▸ **STATED GOAL**
Reproduce the items below without the pictures, substituting "junction review" for every occurrence of "intersection review" and leaving all other text unchanged.

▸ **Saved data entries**
## Begin

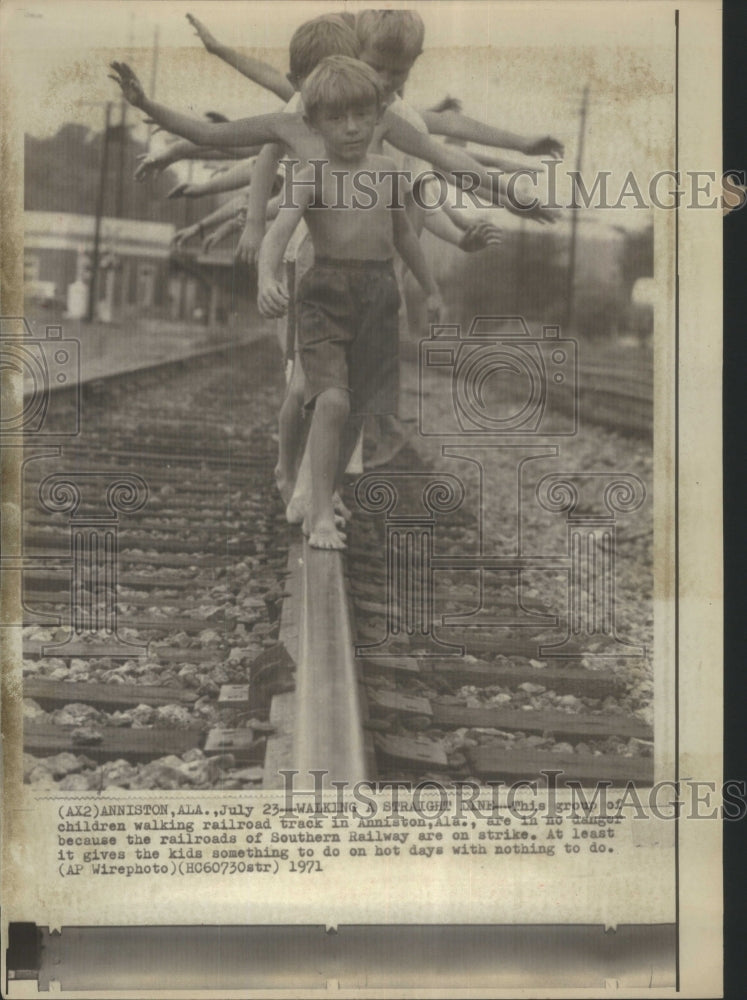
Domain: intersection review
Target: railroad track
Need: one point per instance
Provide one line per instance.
(225, 610)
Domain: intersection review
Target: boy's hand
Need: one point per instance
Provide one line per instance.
(434, 305)
(209, 242)
(249, 243)
(132, 89)
(544, 145)
(182, 235)
(150, 165)
(208, 40)
(272, 299)
(480, 235)
(184, 190)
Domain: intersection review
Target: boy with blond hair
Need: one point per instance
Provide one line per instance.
(348, 302)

## End

▸ **OUTPUT OF THE TASK**
Domain: junction review
Target: railroad track
Need: one point per instance
Provide one line per instance.
(225, 610)
Domain: junction review
Target: boy's hand
Need: one point per instance
Provide one line per instance.
(434, 305)
(209, 242)
(249, 243)
(132, 89)
(544, 145)
(182, 235)
(150, 165)
(208, 40)
(272, 299)
(480, 235)
(184, 190)
Domain: junction review
Target: boy with blond hair
Need: one point per instance
Provide one line per instance.
(348, 302)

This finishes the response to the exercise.